Text:

-- Opening Marker --

Fig. 7: Combined effect of the number of prior follow-up visits and prediction horizon (in years) on model prediction accuracy.
Fig. 7: Combined effect of the number of prior follow-up visits and prediction horizon (in years) on model prediction accuracy.
Full size image

ac Trends in right-eye SE prediction performance metrics with increasing prior visit count and prediction horizon. df Trends in left-eye SE prediction performance metrics with increasing prior visit count and prediction horizon. gi Trends in right-eye AL prediction performance metrics as the number of prior visits and prediction years increase. jl Trends in left-eye AL prediction performance metrics as the number of prior visits and prediction years increase. The model’s predictive accuracy showed a clear trend of improvement with more prior follow-up visits and a moderate decline with longer prediction horizons. od: right eyes. os: left eyes. SE spherical equivalent, AL axial length. R² coefficient of determination. MAE mean absolute error. P(AE < 0.75D): proportion of predictions with absolute error < 0.75 diopters. P(AE < 0.25 mm): proportion of predictions with absolute error <0.25 mm.

-- Closing Marker --

Raw data:
-- Opening Marker --

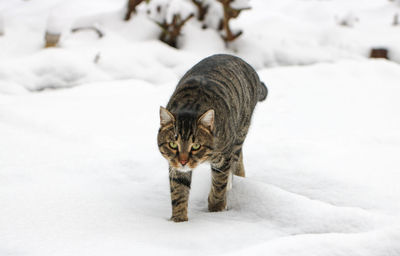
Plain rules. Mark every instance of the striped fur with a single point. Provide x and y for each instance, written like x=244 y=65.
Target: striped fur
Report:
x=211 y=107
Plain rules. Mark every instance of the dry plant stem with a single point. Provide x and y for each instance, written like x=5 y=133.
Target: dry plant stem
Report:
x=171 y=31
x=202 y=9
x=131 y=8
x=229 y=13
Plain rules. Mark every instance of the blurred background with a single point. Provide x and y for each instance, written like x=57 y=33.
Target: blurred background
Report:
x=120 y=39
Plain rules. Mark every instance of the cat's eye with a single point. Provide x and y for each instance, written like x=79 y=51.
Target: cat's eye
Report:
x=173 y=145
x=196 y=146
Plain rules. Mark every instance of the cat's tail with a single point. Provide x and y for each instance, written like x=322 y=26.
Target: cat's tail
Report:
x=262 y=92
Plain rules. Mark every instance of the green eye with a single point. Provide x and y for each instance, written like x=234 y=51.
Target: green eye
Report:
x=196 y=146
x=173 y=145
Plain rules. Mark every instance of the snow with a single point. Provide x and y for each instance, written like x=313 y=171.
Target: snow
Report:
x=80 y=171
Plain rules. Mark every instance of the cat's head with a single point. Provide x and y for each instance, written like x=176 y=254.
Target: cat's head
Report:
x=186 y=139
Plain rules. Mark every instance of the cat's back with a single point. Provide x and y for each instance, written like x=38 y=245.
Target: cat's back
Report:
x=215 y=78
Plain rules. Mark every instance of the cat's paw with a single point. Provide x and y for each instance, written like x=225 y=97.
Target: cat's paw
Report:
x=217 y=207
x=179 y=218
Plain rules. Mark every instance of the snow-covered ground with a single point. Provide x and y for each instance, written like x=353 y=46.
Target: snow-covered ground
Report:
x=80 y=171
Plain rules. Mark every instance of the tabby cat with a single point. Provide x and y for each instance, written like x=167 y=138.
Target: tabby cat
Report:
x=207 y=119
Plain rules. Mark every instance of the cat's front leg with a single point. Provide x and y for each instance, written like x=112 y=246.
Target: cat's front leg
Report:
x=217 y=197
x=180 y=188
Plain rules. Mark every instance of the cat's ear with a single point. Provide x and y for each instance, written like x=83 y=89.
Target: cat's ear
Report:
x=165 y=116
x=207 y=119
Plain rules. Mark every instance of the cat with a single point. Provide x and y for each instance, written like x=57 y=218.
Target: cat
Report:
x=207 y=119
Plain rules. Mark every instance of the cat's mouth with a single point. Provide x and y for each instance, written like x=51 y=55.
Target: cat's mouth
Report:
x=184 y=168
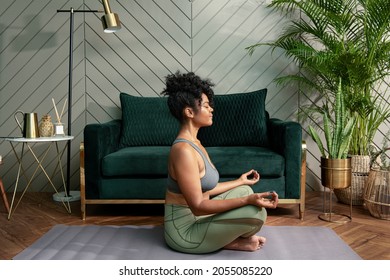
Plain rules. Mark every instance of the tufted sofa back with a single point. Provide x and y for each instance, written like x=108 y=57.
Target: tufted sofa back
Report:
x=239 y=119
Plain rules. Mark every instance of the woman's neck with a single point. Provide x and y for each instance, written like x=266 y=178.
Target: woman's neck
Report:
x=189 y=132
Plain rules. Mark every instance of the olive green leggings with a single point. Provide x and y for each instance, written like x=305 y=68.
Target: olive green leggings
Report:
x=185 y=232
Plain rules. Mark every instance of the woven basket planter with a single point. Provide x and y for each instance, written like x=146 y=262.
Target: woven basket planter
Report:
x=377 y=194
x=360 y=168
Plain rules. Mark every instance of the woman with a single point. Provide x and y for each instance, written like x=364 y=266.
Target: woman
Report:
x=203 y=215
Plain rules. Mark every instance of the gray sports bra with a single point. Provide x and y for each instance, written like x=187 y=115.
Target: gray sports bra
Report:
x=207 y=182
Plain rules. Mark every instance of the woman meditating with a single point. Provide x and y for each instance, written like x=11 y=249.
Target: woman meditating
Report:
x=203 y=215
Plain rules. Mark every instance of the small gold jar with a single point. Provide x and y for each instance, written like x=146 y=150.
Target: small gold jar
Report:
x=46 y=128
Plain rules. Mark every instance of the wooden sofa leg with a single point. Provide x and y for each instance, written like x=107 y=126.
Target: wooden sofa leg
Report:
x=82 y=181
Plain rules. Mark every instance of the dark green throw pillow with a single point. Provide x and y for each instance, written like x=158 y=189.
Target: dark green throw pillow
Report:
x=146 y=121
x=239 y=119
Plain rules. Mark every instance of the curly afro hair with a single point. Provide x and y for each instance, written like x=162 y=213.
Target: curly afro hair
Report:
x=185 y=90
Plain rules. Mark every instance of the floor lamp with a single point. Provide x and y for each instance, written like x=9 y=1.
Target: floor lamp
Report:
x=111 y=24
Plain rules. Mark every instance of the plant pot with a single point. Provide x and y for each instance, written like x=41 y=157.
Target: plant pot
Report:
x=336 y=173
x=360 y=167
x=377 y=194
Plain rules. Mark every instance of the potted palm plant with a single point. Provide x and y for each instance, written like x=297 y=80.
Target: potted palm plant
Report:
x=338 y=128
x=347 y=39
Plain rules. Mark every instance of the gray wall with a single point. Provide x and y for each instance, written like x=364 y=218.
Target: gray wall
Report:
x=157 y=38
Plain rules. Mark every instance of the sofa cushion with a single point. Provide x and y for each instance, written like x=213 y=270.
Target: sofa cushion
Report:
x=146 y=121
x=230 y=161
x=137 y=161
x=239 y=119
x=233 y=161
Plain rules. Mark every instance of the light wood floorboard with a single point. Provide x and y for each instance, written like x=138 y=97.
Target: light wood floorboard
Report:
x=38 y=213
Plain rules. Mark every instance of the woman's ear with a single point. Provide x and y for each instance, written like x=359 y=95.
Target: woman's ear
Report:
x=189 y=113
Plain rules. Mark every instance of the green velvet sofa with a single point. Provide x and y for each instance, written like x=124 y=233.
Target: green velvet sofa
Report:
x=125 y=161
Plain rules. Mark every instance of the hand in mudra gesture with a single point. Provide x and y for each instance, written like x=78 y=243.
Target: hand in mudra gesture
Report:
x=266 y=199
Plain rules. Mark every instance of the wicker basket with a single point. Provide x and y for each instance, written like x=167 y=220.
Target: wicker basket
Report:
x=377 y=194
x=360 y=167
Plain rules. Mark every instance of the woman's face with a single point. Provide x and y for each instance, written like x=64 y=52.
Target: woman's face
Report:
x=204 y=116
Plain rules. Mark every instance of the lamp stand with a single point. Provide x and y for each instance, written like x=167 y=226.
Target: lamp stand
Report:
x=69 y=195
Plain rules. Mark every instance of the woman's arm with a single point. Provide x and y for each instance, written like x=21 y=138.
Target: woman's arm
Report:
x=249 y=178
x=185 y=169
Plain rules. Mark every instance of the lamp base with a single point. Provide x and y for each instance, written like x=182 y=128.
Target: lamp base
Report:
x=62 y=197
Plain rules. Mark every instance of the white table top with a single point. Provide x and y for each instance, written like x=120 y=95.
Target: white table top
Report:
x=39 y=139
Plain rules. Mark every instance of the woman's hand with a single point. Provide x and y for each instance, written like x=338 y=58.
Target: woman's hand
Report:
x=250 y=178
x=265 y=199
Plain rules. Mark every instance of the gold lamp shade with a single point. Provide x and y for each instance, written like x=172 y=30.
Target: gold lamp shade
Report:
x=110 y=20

-- Closing Marker --

Exercise goal: Translate into Spanish this sentence from the figure caption on model prediction accuracy: "The model’s predictive accuracy showed a clear trend of improvement with more prior follow-up visits and a moderate decline with longer prediction horizons."

Your response: La precisión predictiva del modelo mostró una clara tendencia de mejora con un mayor número de visitas de seguimiento previas y una disminución moderada con horizontes de predicción más largos.